DIRECTIONS :: Please return, word for word, the lines of the records from the line with "Reviewer note: confirm that each instance of the yellow" up to and including the line with "[(666, 169)]".

══ DATASET RECORDS ══

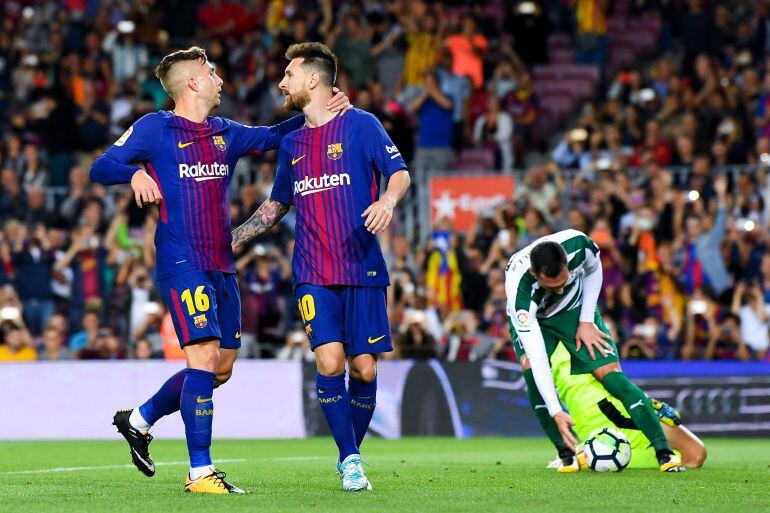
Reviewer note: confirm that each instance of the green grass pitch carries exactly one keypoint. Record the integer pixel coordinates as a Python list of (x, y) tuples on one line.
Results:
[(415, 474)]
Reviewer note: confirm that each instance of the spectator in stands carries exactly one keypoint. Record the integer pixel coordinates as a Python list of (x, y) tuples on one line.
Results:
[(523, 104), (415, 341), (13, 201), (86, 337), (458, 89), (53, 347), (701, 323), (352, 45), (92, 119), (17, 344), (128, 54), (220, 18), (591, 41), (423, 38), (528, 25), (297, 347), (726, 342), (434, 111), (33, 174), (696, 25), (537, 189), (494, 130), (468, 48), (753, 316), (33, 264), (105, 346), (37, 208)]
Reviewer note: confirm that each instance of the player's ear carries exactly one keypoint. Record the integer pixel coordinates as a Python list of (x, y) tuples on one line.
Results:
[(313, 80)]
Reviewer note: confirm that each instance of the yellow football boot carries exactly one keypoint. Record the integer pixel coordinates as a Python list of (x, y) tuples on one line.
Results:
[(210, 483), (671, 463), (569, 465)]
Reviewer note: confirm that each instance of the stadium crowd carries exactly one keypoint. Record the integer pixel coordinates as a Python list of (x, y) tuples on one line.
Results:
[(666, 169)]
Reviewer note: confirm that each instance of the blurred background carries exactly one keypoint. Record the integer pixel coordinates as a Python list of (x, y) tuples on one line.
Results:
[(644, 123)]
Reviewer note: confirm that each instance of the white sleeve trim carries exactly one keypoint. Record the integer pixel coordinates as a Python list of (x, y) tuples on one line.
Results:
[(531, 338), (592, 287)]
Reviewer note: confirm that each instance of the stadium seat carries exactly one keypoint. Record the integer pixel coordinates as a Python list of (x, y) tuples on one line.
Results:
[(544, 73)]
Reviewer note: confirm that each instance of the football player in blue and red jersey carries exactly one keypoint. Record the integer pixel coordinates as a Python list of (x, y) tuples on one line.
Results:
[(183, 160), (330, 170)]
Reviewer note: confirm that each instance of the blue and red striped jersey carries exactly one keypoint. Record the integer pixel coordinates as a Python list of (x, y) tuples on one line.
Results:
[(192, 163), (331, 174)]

═══
══ DATASET RECORDS ══

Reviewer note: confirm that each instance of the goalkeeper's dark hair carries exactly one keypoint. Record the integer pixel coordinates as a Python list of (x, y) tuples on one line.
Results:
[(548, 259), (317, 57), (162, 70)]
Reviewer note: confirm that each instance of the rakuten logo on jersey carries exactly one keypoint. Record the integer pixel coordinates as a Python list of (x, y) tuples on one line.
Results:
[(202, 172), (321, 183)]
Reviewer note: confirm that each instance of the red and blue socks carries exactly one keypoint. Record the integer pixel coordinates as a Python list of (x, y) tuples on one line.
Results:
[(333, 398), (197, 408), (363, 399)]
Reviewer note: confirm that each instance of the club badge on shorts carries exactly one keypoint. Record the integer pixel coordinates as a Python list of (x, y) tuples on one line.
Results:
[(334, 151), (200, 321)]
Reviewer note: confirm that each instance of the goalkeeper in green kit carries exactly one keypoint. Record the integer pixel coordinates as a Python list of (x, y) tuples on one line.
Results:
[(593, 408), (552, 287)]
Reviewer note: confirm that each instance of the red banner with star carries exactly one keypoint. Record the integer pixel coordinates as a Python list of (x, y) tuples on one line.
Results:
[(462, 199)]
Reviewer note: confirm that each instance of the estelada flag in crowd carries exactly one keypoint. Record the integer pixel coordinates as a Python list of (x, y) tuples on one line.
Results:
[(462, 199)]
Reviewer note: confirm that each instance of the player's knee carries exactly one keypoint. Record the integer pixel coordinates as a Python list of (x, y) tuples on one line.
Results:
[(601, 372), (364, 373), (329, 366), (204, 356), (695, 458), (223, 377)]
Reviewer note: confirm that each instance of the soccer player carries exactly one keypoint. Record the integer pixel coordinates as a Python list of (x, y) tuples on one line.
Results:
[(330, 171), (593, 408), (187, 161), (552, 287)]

═══

RESULT OF THIS EXERCISE ::
Reviewer note: confirm that each instance of the yellow football boot carries exactly one keypoint. Record the integer pixel coordinates as a Python list of (x, y) tuples on one line.
Results:
[(210, 483), (671, 463), (569, 465)]
Reviewer note: confirm that each instance of the stadium crowd carries exactly one keypoint. Record the integer pixel coordinates as a Python list of (x, y) tuples on one line.
Results:
[(666, 169)]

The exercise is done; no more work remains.